» STATED PROBLEM:
Rewrite the rows below as a numbered list, one line per number, omitting blank lines and leaving out the pictures.

⁂

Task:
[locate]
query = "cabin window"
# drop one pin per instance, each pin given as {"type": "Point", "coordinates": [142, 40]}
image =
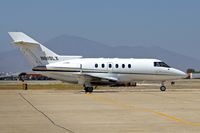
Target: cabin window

⁂

» CORRECT RESPONSE:
1. Task:
2. [locate]
3. query = "cabin window"
4. # drop one pin per instance, each pin given as {"type": "Point", "coordinates": [142, 40]}
5. image =
6. Target: cabin window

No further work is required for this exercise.